◆ **Task description**: Your task is to print every entry below exactly as given.

=======

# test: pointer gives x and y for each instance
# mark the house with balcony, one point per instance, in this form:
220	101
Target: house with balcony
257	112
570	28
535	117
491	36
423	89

=======

◆ **Response to this exercise**:
# test: pointer gives x and y for each instance
# mark the house with balcony, one point per instance, in this form:
220	101
Target: house with balcony
257	112
570	28
535	117
491	36
423	89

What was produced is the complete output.